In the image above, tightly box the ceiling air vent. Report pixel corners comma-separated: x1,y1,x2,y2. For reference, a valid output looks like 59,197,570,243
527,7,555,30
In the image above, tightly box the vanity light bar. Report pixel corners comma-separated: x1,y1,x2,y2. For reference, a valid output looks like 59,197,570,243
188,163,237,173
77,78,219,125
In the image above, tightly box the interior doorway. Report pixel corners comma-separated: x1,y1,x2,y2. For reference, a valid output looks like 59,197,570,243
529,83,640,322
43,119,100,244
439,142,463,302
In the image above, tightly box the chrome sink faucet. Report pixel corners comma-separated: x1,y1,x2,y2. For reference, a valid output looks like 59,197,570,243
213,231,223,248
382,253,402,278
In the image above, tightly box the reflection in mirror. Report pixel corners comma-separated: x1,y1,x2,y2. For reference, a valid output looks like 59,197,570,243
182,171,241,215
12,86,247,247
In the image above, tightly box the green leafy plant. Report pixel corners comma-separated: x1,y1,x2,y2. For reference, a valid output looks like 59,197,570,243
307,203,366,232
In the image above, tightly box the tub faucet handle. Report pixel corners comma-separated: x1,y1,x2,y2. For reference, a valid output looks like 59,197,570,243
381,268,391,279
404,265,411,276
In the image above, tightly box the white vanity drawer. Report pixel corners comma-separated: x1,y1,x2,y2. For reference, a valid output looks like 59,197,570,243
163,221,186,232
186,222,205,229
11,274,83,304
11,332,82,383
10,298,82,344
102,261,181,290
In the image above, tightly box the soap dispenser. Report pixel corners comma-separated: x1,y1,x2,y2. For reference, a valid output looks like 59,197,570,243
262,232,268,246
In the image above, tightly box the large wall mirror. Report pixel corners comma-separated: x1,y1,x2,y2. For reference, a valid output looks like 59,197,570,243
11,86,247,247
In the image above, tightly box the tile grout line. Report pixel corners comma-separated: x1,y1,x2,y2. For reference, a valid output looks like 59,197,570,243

- [TASK DESCRIPTION]:
All the entries above should come back exactly as they are written.

- [ANSWER FOR THIS EXERCISE]:
In the image above, tightly box the ceiling air vent. Report pixel corners comma-separated: x1,y1,x2,y2. For reference, a valid output looks like 59,197,570,243
527,7,555,30
In the image above, tightly box the vanity light bar. Report pixel corners comma-separated: x1,y1,x2,y2. For reference, a valid output looks like 59,197,570,243
188,163,237,173
77,78,219,125
In the image above, tightly box the interior doorway. Report pixel corners comma-separated: x1,y1,x2,y2. For reference, a valid output looks like 59,197,570,243
529,83,640,322
43,119,100,244
439,142,463,302
In the image above, tightly box the chrome sink faucet. Report pixel corners comma-separated: x1,y1,x2,y2. For reference, a valid output looks like 59,197,570,243
213,231,223,248
382,253,402,278
In the image above, tightly box the reflection in mirror. Report pixel corners comma-separated: x1,y1,x2,y2. For reference, a valid output looks like 59,197,570,243
182,171,241,215
12,86,247,247
In the image above, tightly box the green leafy plant. Report pixel corners comma-separated: x1,y1,x2,y2. For reference, a valid output looks like 59,197,570,243
307,203,366,232
In the image above, tightly box the tub faucet handle. Report pixel corners comma-separated: x1,y1,x2,y2. For reference, a valid output looks like 59,197,570,243
381,268,391,279
404,265,411,276
In the image above, tightly box the white vanity drawer. Report pixel corners comma-separated: x1,y1,x2,y2. For reference, a valid output looks like 59,197,570,243
163,221,186,232
186,222,205,229
11,274,83,304
11,332,82,383
10,298,82,344
102,261,181,290
In the image above, tightly box the soap dispenser. Report pixel corners comma-separated: x1,y1,x2,y2. For reference, a valid output looks like 59,197,570,243
262,232,268,246
In the image above, tightly box the large wall mirror. Report pixel corners comma-separated: x1,y1,x2,y2. For reference, a valid output looks like 59,197,570,243
11,86,247,247
In the image above, tightly box the tile grout line. Report pixel corners comma-separated: x1,y1,x2,y2. For reference, a valid output looks like 59,197,570,243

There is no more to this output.